[TO BE DONE]
Quote every line of the data below as it stands, omitting pictures.

Labeled contour entries

....

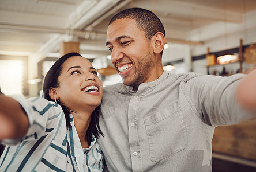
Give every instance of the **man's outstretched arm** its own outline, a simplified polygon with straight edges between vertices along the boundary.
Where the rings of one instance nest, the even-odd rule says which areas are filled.
[[[253,71],[241,80],[235,93],[236,99],[242,108],[256,111],[256,70]]]

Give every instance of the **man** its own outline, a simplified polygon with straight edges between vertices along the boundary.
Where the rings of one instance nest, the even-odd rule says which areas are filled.
[[[99,143],[111,171],[211,171],[214,127],[255,116],[255,71],[243,80],[170,74],[164,44],[149,11],[126,9],[110,22],[106,45],[123,81],[105,88],[101,105]]]

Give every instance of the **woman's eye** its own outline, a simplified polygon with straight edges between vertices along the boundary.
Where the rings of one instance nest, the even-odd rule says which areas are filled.
[[[98,75],[98,73],[97,72],[97,71],[92,71],[91,72],[92,74],[95,74],[95,75]]]
[[[74,73],[81,73],[80,71],[76,70],[74,71],[72,71],[72,72],[71,72],[71,75],[73,75]]]

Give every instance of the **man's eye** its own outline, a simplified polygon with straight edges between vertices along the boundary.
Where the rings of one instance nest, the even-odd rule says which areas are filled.
[[[74,73],[81,73],[80,71],[76,70],[76,71],[72,71],[72,72],[71,72],[71,75],[73,75]]]
[[[122,45],[125,45],[125,44],[127,44],[128,43],[129,43],[130,41],[126,41],[126,42],[121,42],[121,44]]]
[[[108,48],[108,50],[112,52],[112,50],[113,49],[113,48],[112,47]]]

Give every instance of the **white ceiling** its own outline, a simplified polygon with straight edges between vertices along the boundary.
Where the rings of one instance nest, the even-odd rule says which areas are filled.
[[[78,41],[81,53],[107,55],[108,22],[130,7],[155,12],[168,42],[197,44],[188,40],[191,30],[220,21],[243,23],[244,14],[256,10],[256,1],[0,0],[0,54],[32,56],[38,61],[58,52],[62,41]]]

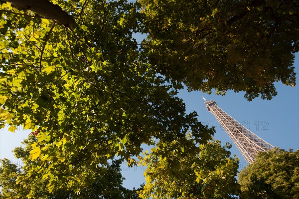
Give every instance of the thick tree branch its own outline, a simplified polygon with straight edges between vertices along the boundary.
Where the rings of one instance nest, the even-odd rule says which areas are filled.
[[[45,50],[45,47],[46,47],[46,45],[47,44],[47,41],[49,40],[49,38],[50,38],[50,35],[53,30],[53,28],[54,28],[54,26],[56,22],[54,20],[53,21],[53,23],[52,23],[52,26],[51,26],[51,28],[50,30],[49,30],[49,32],[48,32],[48,34],[47,35],[47,37],[45,39],[45,41],[44,42],[43,46],[42,46],[42,49],[41,49],[41,51],[40,52],[40,58],[39,59],[39,69],[40,71],[41,71],[41,61],[42,60],[42,55],[43,54],[43,52]]]

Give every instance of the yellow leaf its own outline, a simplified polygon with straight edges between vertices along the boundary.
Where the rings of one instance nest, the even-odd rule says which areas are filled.
[[[42,18],[41,19],[41,23],[43,24],[45,24],[46,25],[49,25],[50,24],[50,22],[48,19],[46,18]]]
[[[15,126],[11,126],[8,128],[8,131],[14,133],[14,131],[16,130],[16,127]]]
[[[30,152],[30,153],[31,155],[31,158],[32,160],[35,160],[37,159],[39,155],[40,155],[40,149],[39,148],[35,148],[33,150]]]

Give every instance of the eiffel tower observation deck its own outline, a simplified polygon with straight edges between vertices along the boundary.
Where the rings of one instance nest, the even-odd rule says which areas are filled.
[[[272,145],[249,131],[218,107],[215,101],[207,101],[203,98],[208,111],[212,113],[218,121],[247,163],[252,163],[259,152],[266,151],[273,148]]]

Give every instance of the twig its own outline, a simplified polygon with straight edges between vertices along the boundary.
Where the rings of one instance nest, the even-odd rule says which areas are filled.
[[[84,6],[85,6],[85,4],[86,3],[86,1],[87,1],[87,0],[85,0],[85,1],[84,1],[84,3],[82,5],[82,7],[81,8],[81,11],[80,12],[80,14],[79,15],[79,16],[81,18],[81,20],[82,21],[82,22],[83,23],[84,23],[84,21],[83,21],[83,19],[82,18],[82,14],[83,13],[83,10],[84,9]]]
[[[51,28],[50,30],[49,30],[49,32],[48,32],[48,34],[47,35],[47,37],[45,39],[45,41],[43,43],[43,46],[42,46],[42,49],[41,49],[41,52],[40,52],[40,58],[39,59],[39,69],[41,71],[41,60],[42,60],[42,55],[43,54],[44,51],[45,50],[45,47],[46,47],[46,45],[47,44],[47,42],[49,38],[50,38],[50,34],[52,32],[53,30],[53,28],[54,28],[54,26],[55,26],[55,24],[56,22],[53,20],[53,23],[52,23],[52,26],[51,26]]]

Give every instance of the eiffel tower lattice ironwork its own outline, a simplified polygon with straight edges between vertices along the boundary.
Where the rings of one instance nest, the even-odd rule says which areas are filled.
[[[252,163],[259,152],[266,151],[273,148],[272,145],[249,131],[218,107],[215,101],[207,101],[203,98],[208,111],[214,115],[223,127],[247,163]]]

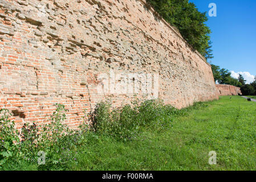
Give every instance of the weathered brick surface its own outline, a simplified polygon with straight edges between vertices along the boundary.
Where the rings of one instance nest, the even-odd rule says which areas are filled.
[[[217,84],[216,89],[218,96],[242,95],[241,89],[233,85]]]
[[[179,108],[217,98],[209,64],[143,1],[0,0],[0,108],[18,127],[46,121],[56,103],[76,127],[100,100],[129,102],[96,94],[110,69],[159,74],[160,98]]]

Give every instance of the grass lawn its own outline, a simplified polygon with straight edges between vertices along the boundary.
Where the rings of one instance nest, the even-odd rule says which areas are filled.
[[[250,97],[251,98],[254,98],[254,99],[256,99],[256,96],[246,96],[247,97]]]
[[[208,106],[186,109],[172,127],[145,129],[140,138],[119,142],[92,133],[70,170],[255,170],[256,103],[220,97]],[[217,153],[217,165],[208,163]],[[37,169],[21,162],[3,169]]]

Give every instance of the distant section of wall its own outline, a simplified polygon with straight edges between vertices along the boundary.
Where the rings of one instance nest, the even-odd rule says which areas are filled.
[[[233,85],[216,84],[216,88],[218,96],[242,95],[240,88]]]
[[[116,87],[136,81],[135,93]],[[118,106],[152,86],[178,108],[217,98],[210,65],[144,1],[0,0],[0,108],[18,127],[56,103],[76,127],[99,101]]]

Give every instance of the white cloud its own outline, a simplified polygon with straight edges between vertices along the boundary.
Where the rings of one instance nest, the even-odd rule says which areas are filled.
[[[255,76],[251,75],[251,73],[250,73],[249,72],[239,72],[238,73],[235,73],[233,71],[231,71],[230,72],[231,76],[235,78],[238,78],[239,74],[242,75],[242,76],[245,78],[245,80],[246,80],[246,84],[250,84],[254,80]]]

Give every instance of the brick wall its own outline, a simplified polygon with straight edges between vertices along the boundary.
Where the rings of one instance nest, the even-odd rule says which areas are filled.
[[[18,127],[46,121],[56,103],[70,127],[101,100],[129,103],[134,93],[98,89],[135,85],[129,73],[158,75],[157,95],[178,108],[217,98],[210,65],[142,0],[0,0],[0,108]],[[138,80],[137,97],[152,96],[152,80]]]
[[[216,84],[216,89],[218,96],[242,95],[240,88],[233,85]]]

....

[WRITTEN ANSWER]
Give every instance of the **man's outstretched arm** its own outline, a simplified polygon with straight edges between vertices along the boundary.
Where the rings of one instance nest, the even-odd rule says which areas are filled.
[[[253,71],[241,80],[235,93],[236,99],[242,108],[256,111],[256,70]]]

Give every instance of the **man** its own outline, a simplified polygon with straight edges between vertices along the boundary.
Where the rings of one instance nest, the even-odd rule says which areas are filled.
[[[99,143],[111,171],[211,171],[214,127],[255,116],[255,71],[243,80],[170,74],[164,44],[149,11],[126,9],[110,22],[106,45],[123,81],[105,88],[101,105]]]

Give every instance of the **woman's eye** its own outline, a simplified polygon with straight edges between vertices along the boundary.
Where the rings of one instance nest, the even-odd rule says which areas are filled.
[[[98,75],[98,73],[97,72],[97,71],[92,71],[91,72],[92,74],[95,74],[95,75]]]
[[[74,73],[81,73],[80,71],[76,70],[74,71],[72,71],[72,72],[71,72],[71,75],[73,75]]]

Give every instance of the **man's eye** its own outline, a simplified polygon with straight edges between vertices along the boundary.
Where the rings of one instance nest, the even-odd rule says which areas are filled.
[[[74,73],[81,73],[80,71],[76,70],[76,71],[72,71],[72,72],[71,72],[71,75],[73,75]]]
[[[122,45],[125,45],[125,44],[127,44],[128,43],[129,43],[130,41],[126,41],[126,42],[121,42],[121,44]]]
[[[108,48],[108,50],[112,52],[112,50],[113,49],[113,48],[112,47]]]

Give every instance of the **white ceiling** its own outline, a simplified polygon with straight edges between vertices along the boundary.
Where the rings of one instance nest, the even-odd rule says which areas are filled.
[[[78,41],[81,53],[107,55],[108,22],[130,7],[155,12],[168,42],[197,44],[188,40],[191,30],[220,21],[243,23],[244,14],[256,10],[256,1],[0,0],[0,54],[32,56],[38,61],[58,52],[62,41]]]

Give every instance of the thick tree branch its own outline, a simplified polygon with straight edges between vertices along the boundary.
Where the rings of one instance nest, the even-odd rule says which areas are filled.
[[[45,50],[45,47],[46,47],[46,45],[47,44],[47,41],[49,40],[49,38],[50,38],[50,35],[53,30],[53,28],[54,28],[54,26],[56,22],[54,20],[53,21],[53,23],[52,23],[52,26],[51,26],[51,28],[50,30],[49,30],[49,32],[48,32],[48,34],[47,35],[47,37],[45,39],[45,41],[44,42],[43,46],[42,46],[42,49],[41,49],[41,51],[40,52],[40,58],[39,59],[39,69],[40,71],[41,71],[41,61],[42,60],[42,55],[43,54],[43,52]]]

Give every instance of the yellow leaf its own outline, a simplified polygon with straight edges between vertices along the boundary.
Where the rings of one instance nest, the even-odd rule says which areas are filled.
[[[42,18],[41,19],[41,23],[43,24],[45,24],[46,25],[49,25],[50,24],[50,22],[48,19],[46,18]]]
[[[15,126],[11,126],[8,128],[8,131],[14,133],[14,131],[16,130],[16,127]]]
[[[30,152],[30,153],[31,155],[31,158],[32,160],[35,160],[37,159],[39,155],[40,155],[40,149],[39,148],[35,148],[33,150]]]

Give every instance of the eiffel tower observation deck its own outline, a simplified polygon with straight edges between vertices along the boundary.
Where the rings of one instance nest, the even-odd rule says which areas are filled.
[[[272,145],[249,131],[218,107],[215,101],[207,101],[203,98],[208,111],[212,113],[218,121],[247,163],[252,163],[259,152],[266,151],[273,148]]]

Give every instance of the twig its own outline, a simplified polygon with straight edges between vertices along the boundary.
Where the rings of one instance nest, the even-odd rule says which areas are filled.
[[[84,6],[85,6],[85,4],[86,3],[86,1],[87,1],[87,0],[85,0],[85,1],[84,1],[84,3],[82,5],[82,7],[81,8],[81,11],[80,12],[80,14],[79,15],[79,16],[81,18],[81,20],[82,21],[82,22],[83,23],[84,23],[84,21],[83,21],[83,19],[82,18],[82,14],[83,13],[83,10],[84,9]]]
[[[51,28],[50,30],[49,30],[49,32],[48,32],[48,34],[47,35],[47,37],[45,39],[45,41],[43,43],[43,46],[42,46],[42,49],[41,49],[41,52],[40,52],[40,58],[39,59],[39,69],[41,71],[41,60],[42,60],[42,55],[43,54],[44,51],[45,50],[45,47],[46,47],[46,45],[47,44],[47,42],[49,38],[50,38],[50,34],[52,32],[53,30],[53,28],[54,28],[54,26],[55,26],[55,24],[56,22],[53,20],[53,23],[52,23],[52,26],[51,26]]]

Give every instance of the eiffel tower lattice ironwork its own outline, a simplified polygon with straight edges between vertices along the boundary.
Where the rings of one instance nest, the even-odd rule says which areas are filled.
[[[252,163],[259,152],[266,151],[273,148],[272,145],[249,131],[218,107],[215,101],[207,101],[203,98],[208,111],[214,115],[223,127],[247,163]]]

Give every instance of the weathered brick surface its own outline, a simplified polygon with straight edges between vertices along the boundary.
Where the rings of one instance nest, the even-odd rule says which areas are filled.
[[[217,84],[216,89],[218,96],[242,95],[241,89],[233,85]]]
[[[179,108],[217,98],[209,64],[143,1],[0,0],[0,108],[18,127],[46,121],[56,103],[76,127],[100,100],[129,102],[96,94],[110,69],[159,74],[160,98]]]

Give every instance of the grass lawn its own outline, a simplified polygon with straight edges between vertices along the boundary.
Where the rings of one instance nest, the even-odd rule says which areas are filled.
[[[250,97],[251,98],[254,98],[254,99],[256,99],[256,96],[246,96],[247,97]]]
[[[208,106],[186,109],[172,127],[145,129],[140,138],[119,142],[92,133],[70,170],[255,170],[256,103],[220,97]],[[217,153],[217,165],[208,163]],[[37,169],[21,162],[3,169]]]

Give every instance of the distant section of wall its own outline, a simplified polygon with straight edges between vertices along the boundary.
Where the rings of one instance nest, the even-odd rule says which areas are filled.
[[[233,85],[216,84],[216,88],[218,96],[242,95],[240,88]]]
[[[116,87],[136,81],[135,93]],[[118,106],[152,86],[178,108],[217,98],[210,65],[144,1],[0,0],[0,108],[18,127],[56,103],[76,127],[99,101]]]

Give every instance of the white cloud its own outline, a simplified polygon with straight edges between vertices along the boundary.
Where the rings of one instance nest, the even-odd rule says which areas are filled.
[[[255,76],[251,75],[251,73],[250,73],[249,72],[239,72],[238,73],[235,73],[233,71],[231,71],[230,72],[231,76],[235,78],[238,78],[239,74],[242,75],[242,76],[245,78],[245,80],[246,80],[246,84],[250,84],[254,80]]]

Give every instance of the brick wall its own outline, a simplified polygon with straight edges between vertices along the boundary.
Where the rings of one instance nest, the even-odd rule says which areas are filled.
[[[18,127],[46,121],[56,103],[70,127],[101,100],[129,103],[134,93],[98,89],[135,85],[129,73],[158,75],[157,95],[178,108],[217,98],[210,65],[142,0],[0,0],[0,108]],[[138,80],[137,97],[152,96],[152,80]]]
[[[216,84],[216,89],[218,96],[242,95],[240,88],[233,85]]]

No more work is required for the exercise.